What needs to be done
Copy every line of the items in the part that opens with the line containing "the bird's breast?" and closes with the line containing "569,487 -> 611,562", and give only those lines. Shift each bounding-box coordinate in the answers up by 63, and leave all other text unchanged.

■ ■ ■

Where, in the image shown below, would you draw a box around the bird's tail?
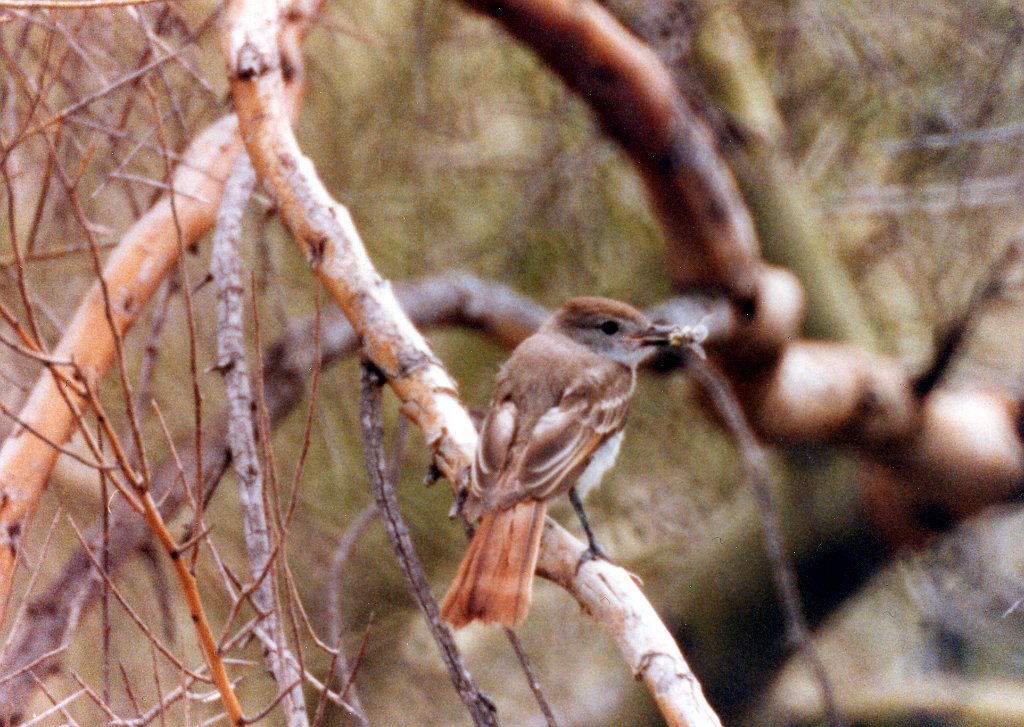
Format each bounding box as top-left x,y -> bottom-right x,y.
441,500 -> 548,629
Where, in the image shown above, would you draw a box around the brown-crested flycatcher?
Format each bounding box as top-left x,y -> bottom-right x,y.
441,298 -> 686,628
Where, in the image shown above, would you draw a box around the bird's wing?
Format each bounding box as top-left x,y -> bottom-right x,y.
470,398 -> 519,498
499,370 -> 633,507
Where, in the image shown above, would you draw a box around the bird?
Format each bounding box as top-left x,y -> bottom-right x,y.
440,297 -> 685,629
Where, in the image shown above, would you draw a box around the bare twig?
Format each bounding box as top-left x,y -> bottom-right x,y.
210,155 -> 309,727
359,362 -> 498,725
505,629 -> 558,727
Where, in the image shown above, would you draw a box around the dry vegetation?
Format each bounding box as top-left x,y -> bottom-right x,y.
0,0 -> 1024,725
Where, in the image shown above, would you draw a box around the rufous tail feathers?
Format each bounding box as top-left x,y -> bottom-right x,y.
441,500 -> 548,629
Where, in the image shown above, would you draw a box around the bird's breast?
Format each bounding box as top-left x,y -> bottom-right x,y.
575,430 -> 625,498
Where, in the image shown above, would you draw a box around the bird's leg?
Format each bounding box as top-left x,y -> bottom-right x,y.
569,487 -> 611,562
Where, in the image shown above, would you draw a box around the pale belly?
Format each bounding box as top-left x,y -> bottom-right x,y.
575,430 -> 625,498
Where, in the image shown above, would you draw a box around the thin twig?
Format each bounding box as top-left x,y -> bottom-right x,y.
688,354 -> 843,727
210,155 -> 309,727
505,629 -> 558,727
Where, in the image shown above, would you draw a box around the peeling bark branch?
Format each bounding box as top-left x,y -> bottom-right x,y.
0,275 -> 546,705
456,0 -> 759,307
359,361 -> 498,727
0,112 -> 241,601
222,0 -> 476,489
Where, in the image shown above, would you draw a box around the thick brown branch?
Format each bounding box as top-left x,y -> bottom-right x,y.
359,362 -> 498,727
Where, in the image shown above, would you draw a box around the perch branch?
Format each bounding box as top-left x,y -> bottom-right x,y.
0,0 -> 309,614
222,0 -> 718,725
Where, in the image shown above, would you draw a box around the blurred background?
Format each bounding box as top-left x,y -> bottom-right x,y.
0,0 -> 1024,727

■ ■ ■

Response to this task
Where, in the image shown above, would you draw a box around the bird's breast?
Format each bounding box as top-left x,y -> bottom-right x,y.
638,493 -> 688,561
Where, in the image shown above, would you draw a box around the bird's leg?
Format each bounding box as top-left x,y -> bottom-right x,y.
632,550 -> 674,625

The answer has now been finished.